## SOURCE TEXT

——

Just days after the discovery of “extreme” concentrations of microplastics in the North Atlantic, the James Museum of Western and Wildlife Art is hosting a traveling exhibition that includes a 16-foot blue whale made of cast-off garbage retrieved from the ocean.

The shell for Nanami, by Japanese artist Sayaka Kajita Ganz, was created from aluminum armature, wire and cable ties. “Nanami is made with reclaimed plastic objects, but designed so that the materials do not stand out until viewers get close enough to see it in detail,” reads the artist’s statement on the piece. “I hope that the use of discarded plastics will help raise awareness about pollution. If we value our resources, we will waste less.”

The James exhibition, Environmental Impact II, examines some of the ways 20-some artists have engaged with issues of our ravaged environment. Opening Saturday, it includes works by Robert Bateman, Guy Harvey, Kent Ullberg, Karen Hackenberg and others. The creations address global warming, the Gulf oil spill, unabated logging and mining, loss of bee populations et cetera. The usual horrors.

——

## BRIEF 1
Transcribe the part of the exhibition article that opens with the words "The James exhibition, Environmental" and closes with "The usual horrors.".

Location identification entries:

——

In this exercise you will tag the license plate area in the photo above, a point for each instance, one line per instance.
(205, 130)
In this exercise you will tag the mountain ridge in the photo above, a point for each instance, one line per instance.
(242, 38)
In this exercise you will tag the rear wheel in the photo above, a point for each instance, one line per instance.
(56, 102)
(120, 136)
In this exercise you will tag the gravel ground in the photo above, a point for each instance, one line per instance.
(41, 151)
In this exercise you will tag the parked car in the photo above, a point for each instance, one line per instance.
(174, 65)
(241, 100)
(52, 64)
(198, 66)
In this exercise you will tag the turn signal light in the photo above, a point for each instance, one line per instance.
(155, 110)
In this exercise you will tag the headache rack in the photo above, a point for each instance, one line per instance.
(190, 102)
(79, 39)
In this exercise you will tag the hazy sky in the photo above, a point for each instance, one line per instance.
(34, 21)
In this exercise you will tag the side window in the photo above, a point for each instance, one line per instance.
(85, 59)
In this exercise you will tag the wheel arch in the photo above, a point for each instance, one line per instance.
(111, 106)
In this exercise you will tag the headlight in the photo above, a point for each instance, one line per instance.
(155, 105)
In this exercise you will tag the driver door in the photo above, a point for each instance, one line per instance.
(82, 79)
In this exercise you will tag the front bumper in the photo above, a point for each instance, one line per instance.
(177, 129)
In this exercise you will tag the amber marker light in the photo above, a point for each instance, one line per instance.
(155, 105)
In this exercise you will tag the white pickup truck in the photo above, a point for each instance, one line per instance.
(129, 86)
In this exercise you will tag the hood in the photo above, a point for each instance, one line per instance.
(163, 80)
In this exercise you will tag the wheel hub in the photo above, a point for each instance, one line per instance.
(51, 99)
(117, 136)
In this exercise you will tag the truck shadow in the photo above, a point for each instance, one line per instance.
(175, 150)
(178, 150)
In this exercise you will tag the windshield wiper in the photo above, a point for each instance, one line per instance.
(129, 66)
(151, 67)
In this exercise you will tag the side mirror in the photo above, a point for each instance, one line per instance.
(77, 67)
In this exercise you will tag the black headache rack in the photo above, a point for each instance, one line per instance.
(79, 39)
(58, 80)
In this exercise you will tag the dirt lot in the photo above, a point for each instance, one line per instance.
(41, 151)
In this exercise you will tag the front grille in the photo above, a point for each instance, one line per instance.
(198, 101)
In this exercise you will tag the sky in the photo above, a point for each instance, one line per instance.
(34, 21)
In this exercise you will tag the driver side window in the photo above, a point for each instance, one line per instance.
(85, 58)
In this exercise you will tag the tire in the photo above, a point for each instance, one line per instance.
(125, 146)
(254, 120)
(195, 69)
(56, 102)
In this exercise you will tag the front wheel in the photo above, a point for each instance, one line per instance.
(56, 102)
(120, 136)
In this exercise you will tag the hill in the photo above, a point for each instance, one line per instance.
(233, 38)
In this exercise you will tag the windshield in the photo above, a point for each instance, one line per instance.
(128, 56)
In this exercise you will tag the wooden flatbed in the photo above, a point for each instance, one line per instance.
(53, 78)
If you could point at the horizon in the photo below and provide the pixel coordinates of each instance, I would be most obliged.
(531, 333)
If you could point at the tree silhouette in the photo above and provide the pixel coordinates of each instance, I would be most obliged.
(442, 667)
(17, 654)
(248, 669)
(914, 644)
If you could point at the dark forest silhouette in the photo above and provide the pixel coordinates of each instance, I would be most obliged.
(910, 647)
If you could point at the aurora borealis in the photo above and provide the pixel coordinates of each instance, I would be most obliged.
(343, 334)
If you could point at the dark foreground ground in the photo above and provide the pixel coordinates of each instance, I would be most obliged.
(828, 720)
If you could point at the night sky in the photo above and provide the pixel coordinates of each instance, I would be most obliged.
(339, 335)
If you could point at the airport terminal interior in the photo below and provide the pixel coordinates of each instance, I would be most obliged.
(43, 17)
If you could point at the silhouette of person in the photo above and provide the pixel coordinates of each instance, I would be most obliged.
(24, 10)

——

## BRIEF 2
Extract every line of the records that contains the string "silhouette".

## EXERCISE RESPONSE 1
The James exhibition, Environmental Impact II, examines some of the ways 20-some artists have engaged with issues of our ravaged environment. Opening Saturday, it includes works by Robert Bateman, Guy Harvey, Kent Ullberg, Karen Hackenberg and others. The creations address global warming, the Gulf oil spill, unabated logging and mining, loss of bee populations et cetera. The usual horrors.

## EXERCISE RESPONSE 2
If you could point at the tree silhouette in the photo above and provide the pixel coordinates of each instance, I would be most obliged.
If you could point at the dark forest silhouette in the photo above and provide the pixel coordinates of each instance, I would be most obliged.
If you could point at the silhouette of person in the photo above and provide the pixel coordinates of each instance, I would be most obliged.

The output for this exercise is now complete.